START Data under study
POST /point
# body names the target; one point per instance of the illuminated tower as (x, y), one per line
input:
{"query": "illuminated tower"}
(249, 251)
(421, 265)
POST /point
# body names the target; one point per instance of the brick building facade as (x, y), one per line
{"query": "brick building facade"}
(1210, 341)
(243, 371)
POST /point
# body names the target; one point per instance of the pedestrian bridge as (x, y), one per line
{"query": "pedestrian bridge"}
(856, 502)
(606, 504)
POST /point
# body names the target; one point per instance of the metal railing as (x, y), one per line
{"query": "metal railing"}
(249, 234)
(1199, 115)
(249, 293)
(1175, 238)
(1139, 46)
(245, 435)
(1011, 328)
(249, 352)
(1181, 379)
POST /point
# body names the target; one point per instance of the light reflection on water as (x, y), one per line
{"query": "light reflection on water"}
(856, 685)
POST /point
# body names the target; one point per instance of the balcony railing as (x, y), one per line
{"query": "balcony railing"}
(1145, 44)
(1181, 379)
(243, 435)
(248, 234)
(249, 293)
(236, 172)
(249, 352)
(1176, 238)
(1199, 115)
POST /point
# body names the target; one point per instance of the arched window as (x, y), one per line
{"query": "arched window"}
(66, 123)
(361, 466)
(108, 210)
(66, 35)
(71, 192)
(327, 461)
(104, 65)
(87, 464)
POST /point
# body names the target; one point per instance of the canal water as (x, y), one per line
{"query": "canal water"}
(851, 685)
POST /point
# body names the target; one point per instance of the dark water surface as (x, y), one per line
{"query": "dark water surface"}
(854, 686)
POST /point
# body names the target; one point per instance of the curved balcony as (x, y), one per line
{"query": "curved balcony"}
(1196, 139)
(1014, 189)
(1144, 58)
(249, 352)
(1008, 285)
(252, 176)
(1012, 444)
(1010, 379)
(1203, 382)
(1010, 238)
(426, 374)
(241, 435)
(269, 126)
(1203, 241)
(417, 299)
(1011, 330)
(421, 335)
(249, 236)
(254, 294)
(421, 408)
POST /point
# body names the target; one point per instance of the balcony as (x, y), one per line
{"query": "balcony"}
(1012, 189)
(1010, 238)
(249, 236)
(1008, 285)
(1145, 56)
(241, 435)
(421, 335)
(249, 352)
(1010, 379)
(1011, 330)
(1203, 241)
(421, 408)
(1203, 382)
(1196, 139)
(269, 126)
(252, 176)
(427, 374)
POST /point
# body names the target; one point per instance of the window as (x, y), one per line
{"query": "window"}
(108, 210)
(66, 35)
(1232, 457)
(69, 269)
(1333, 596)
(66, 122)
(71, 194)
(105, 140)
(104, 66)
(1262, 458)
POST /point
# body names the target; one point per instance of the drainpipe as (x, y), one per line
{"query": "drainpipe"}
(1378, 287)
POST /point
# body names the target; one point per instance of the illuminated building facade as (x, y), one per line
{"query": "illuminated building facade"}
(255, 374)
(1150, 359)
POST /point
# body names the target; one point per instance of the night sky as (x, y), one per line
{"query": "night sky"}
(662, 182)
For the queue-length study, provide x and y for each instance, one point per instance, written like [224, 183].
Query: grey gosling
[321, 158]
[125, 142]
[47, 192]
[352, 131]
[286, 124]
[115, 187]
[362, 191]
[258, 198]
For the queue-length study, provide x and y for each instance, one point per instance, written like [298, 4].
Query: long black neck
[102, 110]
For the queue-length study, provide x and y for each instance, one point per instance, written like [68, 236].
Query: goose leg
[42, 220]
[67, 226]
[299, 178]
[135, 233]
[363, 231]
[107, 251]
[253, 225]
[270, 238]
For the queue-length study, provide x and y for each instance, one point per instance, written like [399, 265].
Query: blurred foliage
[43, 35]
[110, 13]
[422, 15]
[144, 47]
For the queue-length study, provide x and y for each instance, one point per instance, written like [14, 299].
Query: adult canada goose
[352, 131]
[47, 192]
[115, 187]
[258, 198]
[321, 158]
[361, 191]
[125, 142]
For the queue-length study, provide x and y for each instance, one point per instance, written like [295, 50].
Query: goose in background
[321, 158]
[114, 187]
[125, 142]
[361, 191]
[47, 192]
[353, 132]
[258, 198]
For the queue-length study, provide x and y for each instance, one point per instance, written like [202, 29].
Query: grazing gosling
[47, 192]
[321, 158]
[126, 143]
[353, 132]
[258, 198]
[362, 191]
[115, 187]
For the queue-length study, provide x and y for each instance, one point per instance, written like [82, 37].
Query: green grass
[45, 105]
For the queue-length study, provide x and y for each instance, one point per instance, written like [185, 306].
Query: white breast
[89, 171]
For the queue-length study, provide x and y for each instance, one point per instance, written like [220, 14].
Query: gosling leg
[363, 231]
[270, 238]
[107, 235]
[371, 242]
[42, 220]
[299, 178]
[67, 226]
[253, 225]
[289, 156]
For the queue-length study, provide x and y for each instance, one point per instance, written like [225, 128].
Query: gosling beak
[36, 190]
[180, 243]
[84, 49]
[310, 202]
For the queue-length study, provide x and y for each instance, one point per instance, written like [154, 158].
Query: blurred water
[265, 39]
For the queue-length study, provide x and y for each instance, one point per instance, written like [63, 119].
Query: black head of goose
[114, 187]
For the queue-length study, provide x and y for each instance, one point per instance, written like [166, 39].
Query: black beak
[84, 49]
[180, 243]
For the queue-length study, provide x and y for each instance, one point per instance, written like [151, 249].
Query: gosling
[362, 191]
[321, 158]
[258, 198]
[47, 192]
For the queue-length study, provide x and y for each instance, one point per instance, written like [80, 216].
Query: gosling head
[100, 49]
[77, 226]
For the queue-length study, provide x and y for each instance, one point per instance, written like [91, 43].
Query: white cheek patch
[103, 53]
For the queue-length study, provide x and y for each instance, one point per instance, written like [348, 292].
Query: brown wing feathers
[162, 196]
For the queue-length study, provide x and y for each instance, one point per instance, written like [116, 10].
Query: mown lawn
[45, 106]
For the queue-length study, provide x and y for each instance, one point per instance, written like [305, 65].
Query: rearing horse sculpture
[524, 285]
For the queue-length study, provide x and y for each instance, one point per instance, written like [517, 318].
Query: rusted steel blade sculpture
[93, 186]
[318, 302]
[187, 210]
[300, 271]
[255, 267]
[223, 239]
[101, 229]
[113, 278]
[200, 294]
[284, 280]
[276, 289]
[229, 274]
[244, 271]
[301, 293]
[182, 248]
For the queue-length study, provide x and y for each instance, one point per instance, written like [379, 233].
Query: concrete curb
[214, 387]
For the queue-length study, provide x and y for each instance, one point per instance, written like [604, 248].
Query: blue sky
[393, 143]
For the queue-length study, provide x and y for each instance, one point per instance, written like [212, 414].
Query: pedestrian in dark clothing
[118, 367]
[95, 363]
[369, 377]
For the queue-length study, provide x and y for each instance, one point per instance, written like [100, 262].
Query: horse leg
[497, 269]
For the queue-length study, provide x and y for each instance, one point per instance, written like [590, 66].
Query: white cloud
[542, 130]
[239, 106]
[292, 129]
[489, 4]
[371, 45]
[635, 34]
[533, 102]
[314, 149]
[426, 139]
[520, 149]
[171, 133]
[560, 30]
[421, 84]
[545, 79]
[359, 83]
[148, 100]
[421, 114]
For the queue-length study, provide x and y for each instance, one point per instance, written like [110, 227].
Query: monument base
END Data under study
**What the exercise asks**
Copy the entries word for word. Start at the first line and end with the line containing "balcony railing as (x, y), one per line".

**Response to this task**
POST /point
# body names the target; one point per instance of the illuminated tower as (x, y), one per line
input:
{"query": "illuminated tower"}
(249, 251)
(421, 265)
POST /point
# body names the target; one point per instance of the brick building facade as (x, y), one per line
{"query": "brick building facade"}
(1210, 341)
(243, 371)
POST /point
# body names the target; one point per instance of the pedestrian bridge as (x, y), one per line
{"query": "pedestrian bridge"}
(856, 502)
(606, 504)
POST /point
# body names the target; one point per instance of the metal railing as (x, y), one per line
{"query": "metal railing"}
(249, 234)
(1199, 115)
(249, 293)
(1175, 238)
(1139, 46)
(245, 435)
(1011, 328)
(249, 352)
(1181, 379)
POST /point
# body names the target; one point per instance of the light reflection on water as (x, y), one per line
{"query": "light reflection on water"}
(856, 685)
POST /point
# body names the target; one point per instance of the balcony railing as (x, y), one per line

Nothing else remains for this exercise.